§ Aim of the exercise
Update the section of the article on the Action Utah event that runs from "They are all" up to and including "communication as possible.", changing "texting" to "text messages".

This article by Carolyn Murray originally appeared on KPCW.org. Read it in its entirety here.
Action Utah is an organization formed after the divisive 2016 national elections. Their mission is to help citizens get involved in the legislative process in a civil and productive manner. Three of Park City’s state representatives attended the event and provided guidance for constituents to interact with them personally.
House District 28 Representative Brian King, from Salt Lake City and Tim Quinn, House District 54 from Wasatch County attended the event. Ron Winterton, State Senator from Roosevelt representing District 26, also attended.
They are all available by phone, texting or email. King uses twitter to let his constituents know what the democratic caucus is working on and he sends email updates regularly. He prefers texting because he likes the written reminder, but he takes phone calls and will meet personally. Quinn welcomes phone calls and hears frequently from both Park City and Summit County elected officials. Winterton is open to phone calls and emails but all three representatives say when the legislature is in session, the best method to reach them is through their legislative email or on the phone. They all ask for civility and respectful communications and during the session, they request people to be as concise with their communication as possible.
Action Utah Co-Founder Andrea Himoff, in a nod to the very heavily gerrymandered Park City district, asked the following question.
“So, I sometimes joke that because I live in Park City, I can see all five state legislative districts from my bedroom window. But that’s an actual fact. I can. Yet, none of our state legislators are actually from Park City. So, how do you, as legislators who represent this area, know what we want and what we need in your representation of us?”

§ Stored records
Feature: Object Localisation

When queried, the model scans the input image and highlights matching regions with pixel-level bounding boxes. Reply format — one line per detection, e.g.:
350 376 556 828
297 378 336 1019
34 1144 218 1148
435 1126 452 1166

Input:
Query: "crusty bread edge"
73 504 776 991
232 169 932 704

§ Expected answer
They are all available by phone, text messages or email. King uses twitter to let his constituents know what the democratic caucus is working on and he sends email updates regularly. He prefers text messages because he likes the written reminder, but he takes phone calls and will meet personally. Quinn welcomes phone calls and hears frequently from both Park City and Summit County elected officials. Winterton is open to phone calls and emails but all three representatives say when the legislature is in session, the best method to reach them is through their legislative email or on the phone. They all ask for civility and respectful communications and during the session, they request people to be as concise with their communication as possible.